- **WHAT YOU WILL DO**
Show every line of the items below that contains the word "rear", copying each such line in full.

- **GIVEN INFORMATION**
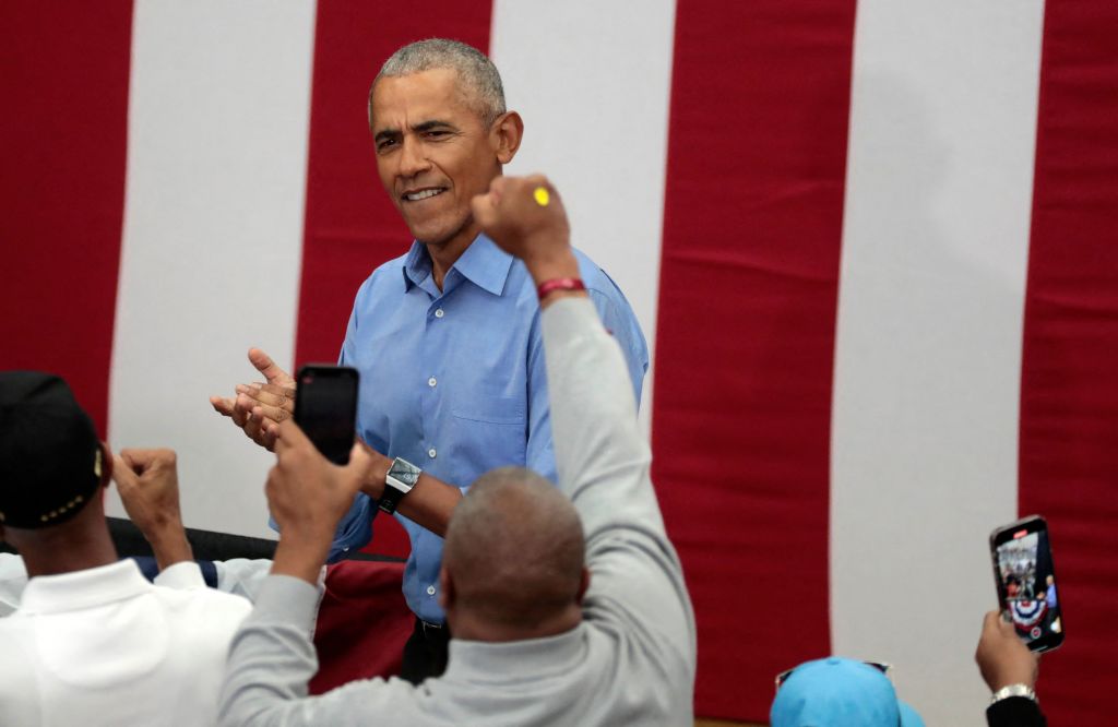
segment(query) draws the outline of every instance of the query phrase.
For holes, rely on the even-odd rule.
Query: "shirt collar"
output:
[[[567,673],[586,660],[588,639],[585,621],[570,631],[543,639],[503,642],[451,639],[446,677],[506,682],[512,673],[517,674],[513,678],[517,681]]]
[[[501,295],[509,280],[509,271],[512,270],[512,255],[498,247],[486,235],[481,234],[462,253],[451,270],[458,271],[459,275],[477,287],[493,295]],[[413,285],[419,285],[428,275],[430,275],[430,255],[427,254],[427,246],[415,240],[404,259],[404,289],[407,291]]]
[[[151,584],[135,560],[125,558],[107,566],[85,568],[27,582],[20,599],[21,613],[61,613],[123,601],[149,591]]]

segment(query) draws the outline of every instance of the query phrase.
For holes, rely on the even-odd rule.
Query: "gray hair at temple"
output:
[[[486,129],[505,112],[501,74],[489,56],[459,40],[428,38],[404,46],[380,67],[369,88],[369,126],[372,126],[372,92],[377,82],[382,77],[409,76],[436,68],[449,68],[458,74],[466,103],[474,107]]]

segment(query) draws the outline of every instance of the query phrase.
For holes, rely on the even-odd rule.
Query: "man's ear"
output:
[[[101,487],[107,488],[113,479],[113,451],[107,442],[101,443]]]
[[[582,578],[578,583],[578,594],[575,596],[575,602],[578,605],[582,605],[582,598],[586,597],[586,592],[590,587],[590,569],[582,566]]]
[[[443,611],[449,611],[454,606],[454,579],[444,564],[438,569],[438,605]]]
[[[517,155],[520,142],[524,138],[524,121],[515,111],[501,114],[490,128],[490,140],[496,151],[496,160],[508,164]]]

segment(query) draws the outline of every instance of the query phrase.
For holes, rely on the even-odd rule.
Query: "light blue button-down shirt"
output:
[[[628,362],[637,400],[648,348],[628,301],[586,255],[582,282]],[[419,243],[361,285],[340,364],[360,371],[358,435],[389,457],[468,489],[503,465],[555,481],[543,341],[536,287],[523,263],[484,235],[435,285]],[[358,495],[331,549],[341,559],[372,537],[378,512]],[[411,539],[404,596],[424,621],[442,623],[443,538],[397,513]]]

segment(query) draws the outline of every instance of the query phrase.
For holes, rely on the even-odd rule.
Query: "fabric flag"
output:
[[[0,8],[0,367],[115,447],[174,446],[189,526],[272,537],[272,457],[208,404],[264,348],[334,360],[407,229],[366,103],[418,38],[490,53],[511,173],[654,349],[642,417],[699,625],[697,714],[896,664],[974,724],[986,536],[1052,529],[1053,724],[1103,724],[1118,546],[1118,10],[1105,0],[113,0]],[[122,513],[119,502],[110,512]],[[372,549],[405,555],[378,521]]]

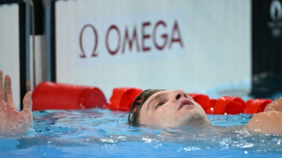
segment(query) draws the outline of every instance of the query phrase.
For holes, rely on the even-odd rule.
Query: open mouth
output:
[[[184,107],[191,108],[194,107],[194,103],[191,100],[188,99],[183,99],[180,101],[180,103],[179,103],[178,110]]]

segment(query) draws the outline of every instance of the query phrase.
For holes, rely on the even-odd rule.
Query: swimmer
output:
[[[3,81],[0,69],[0,135],[22,135],[31,126],[33,117],[31,93],[23,99],[23,109],[19,112],[13,101],[12,82],[8,75]],[[254,133],[282,135],[282,97],[268,105],[264,111],[254,115],[245,125]],[[161,127],[208,127],[211,125],[204,109],[182,90],[148,90],[135,99],[128,116],[134,126]]]
[[[245,126],[255,133],[282,135],[281,111],[282,97],[267,105],[264,111],[255,115]],[[144,91],[132,103],[128,123],[161,127],[211,125],[202,106],[181,89]]]
[[[23,135],[30,128],[33,120],[31,92],[23,98],[23,108],[19,112],[13,100],[12,81],[6,75],[3,82],[3,72],[0,69],[0,135]]]

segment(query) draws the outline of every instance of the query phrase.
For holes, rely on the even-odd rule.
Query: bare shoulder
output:
[[[282,135],[282,112],[270,111],[257,114],[246,126],[256,133]]]
[[[282,97],[273,101],[267,105],[264,108],[265,111],[275,110],[282,111]]]

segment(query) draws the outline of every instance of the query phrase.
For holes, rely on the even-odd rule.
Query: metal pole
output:
[[[45,0],[45,65],[47,81],[51,81],[51,0]]]
[[[26,90],[31,90],[30,88],[30,55],[29,36],[30,35],[30,0],[26,0]]]

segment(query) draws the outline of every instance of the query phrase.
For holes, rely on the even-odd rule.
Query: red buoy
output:
[[[142,91],[141,89],[134,88],[115,88],[106,108],[114,110],[129,111],[134,99]]]
[[[50,82],[38,84],[31,97],[33,110],[102,108],[107,103],[96,87]]]

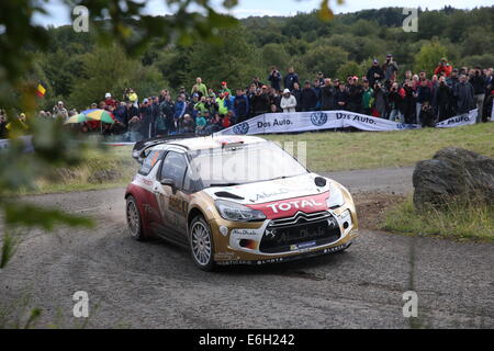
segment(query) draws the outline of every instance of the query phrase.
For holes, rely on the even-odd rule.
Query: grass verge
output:
[[[431,158],[448,146],[457,146],[494,157],[494,123],[457,128],[427,128],[401,132],[304,133],[266,135],[273,141],[306,143],[307,167],[314,171],[339,171],[406,167]],[[108,147],[90,150],[78,167],[54,169],[40,178],[36,191],[22,194],[43,194],[125,186],[137,171],[131,157],[132,147]]]
[[[21,194],[45,194],[69,191],[101,190],[126,186],[137,171],[131,146],[89,149],[83,161],[69,168],[53,169],[36,181],[36,189]]]
[[[305,141],[307,167],[319,172],[414,166],[450,146],[494,157],[494,123],[456,128],[319,132],[262,137],[280,143],[294,141],[295,149],[296,143]]]
[[[494,208],[486,204],[451,202],[441,211],[415,210],[412,196],[390,208],[380,229],[453,239],[494,241]]]

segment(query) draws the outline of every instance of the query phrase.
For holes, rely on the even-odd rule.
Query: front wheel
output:
[[[128,231],[131,233],[131,237],[137,241],[144,241],[144,230],[143,230],[143,220],[141,219],[141,212],[137,206],[137,202],[134,196],[127,197],[126,203],[126,217],[127,217],[127,226]]]
[[[192,219],[189,242],[195,265],[203,271],[214,269],[214,242],[211,228],[202,216]]]

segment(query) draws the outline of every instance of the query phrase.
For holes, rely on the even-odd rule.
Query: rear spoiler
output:
[[[143,163],[144,159],[147,156],[147,150],[150,149],[151,147],[156,146],[156,145],[161,145],[161,144],[168,144],[171,141],[177,141],[177,140],[183,140],[183,139],[191,139],[191,138],[195,138],[197,135],[193,133],[188,133],[188,134],[178,134],[178,135],[170,135],[170,136],[165,136],[165,137],[157,137],[157,138],[150,138],[147,140],[142,140],[138,141],[134,145],[134,149],[132,150],[132,157],[139,163]]]

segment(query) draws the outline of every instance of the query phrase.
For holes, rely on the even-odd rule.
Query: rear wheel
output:
[[[192,219],[189,228],[192,260],[203,271],[214,269],[214,242],[211,228],[202,216]]]
[[[144,241],[143,222],[137,202],[134,196],[128,196],[126,202],[127,226],[131,237],[137,241]]]

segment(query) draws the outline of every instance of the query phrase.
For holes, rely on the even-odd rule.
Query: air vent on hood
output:
[[[217,197],[224,197],[224,199],[234,199],[234,200],[244,200],[244,197],[228,193],[227,191],[220,191],[217,193],[214,193]]]

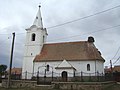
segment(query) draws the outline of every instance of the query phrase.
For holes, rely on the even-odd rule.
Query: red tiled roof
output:
[[[101,60],[100,52],[88,41],[44,44],[34,62],[53,60]]]
[[[22,68],[12,68],[11,74],[22,74]]]
[[[115,71],[120,72],[120,66],[114,66],[113,71],[114,71],[114,72],[115,72]]]

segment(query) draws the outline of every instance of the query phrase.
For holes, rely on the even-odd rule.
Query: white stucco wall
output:
[[[35,41],[32,41],[32,34],[35,34]],[[43,40],[43,36],[46,39],[46,30],[41,30],[41,28],[31,27],[27,29],[26,43],[24,49],[24,59],[22,66],[22,79],[25,79],[25,72],[27,71],[27,79],[31,79],[33,73],[33,60],[37,54],[41,52],[43,44],[46,40]]]
[[[67,61],[67,62],[69,62],[76,69],[76,71],[75,71],[76,76],[80,76],[81,72],[83,72],[83,76],[89,76],[89,73],[91,73],[91,76],[95,76],[96,75],[95,72],[98,71],[99,73],[102,73],[104,71],[102,61]],[[38,67],[40,67],[39,71],[43,72],[43,75],[41,75],[41,76],[44,76],[45,66],[49,65],[53,68],[53,69],[50,68],[49,72],[52,72],[52,70],[53,70],[53,72],[55,72],[53,74],[54,77],[61,76],[61,73],[63,71],[67,71],[68,77],[73,77],[73,74],[74,74],[73,69],[55,69],[55,67],[57,67],[60,63],[62,63],[62,61],[35,62],[34,63],[34,73],[36,73],[38,71]],[[87,71],[87,64],[90,64],[90,71]],[[47,73],[49,73],[49,72],[47,72]],[[51,76],[51,74],[49,73],[48,77]],[[34,76],[36,76],[36,74],[34,74]],[[47,74],[46,74],[46,76],[47,76]]]

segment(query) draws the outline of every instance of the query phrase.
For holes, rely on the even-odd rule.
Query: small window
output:
[[[35,36],[36,36],[36,35],[33,33],[33,34],[32,34],[32,38],[31,38],[31,41],[35,41]]]
[[[90,64],[87,64],[87,71],[90,71]]]
[[[47,65],[47,68],[46,68],[46,70],[47,70],[47,71],[49,71],[49,67],[50,67],[50,66],[49,66],[49,65]]]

- **RESULT FOR THIS EXERCISE**
Query: rear spoiler
Query: rear wheel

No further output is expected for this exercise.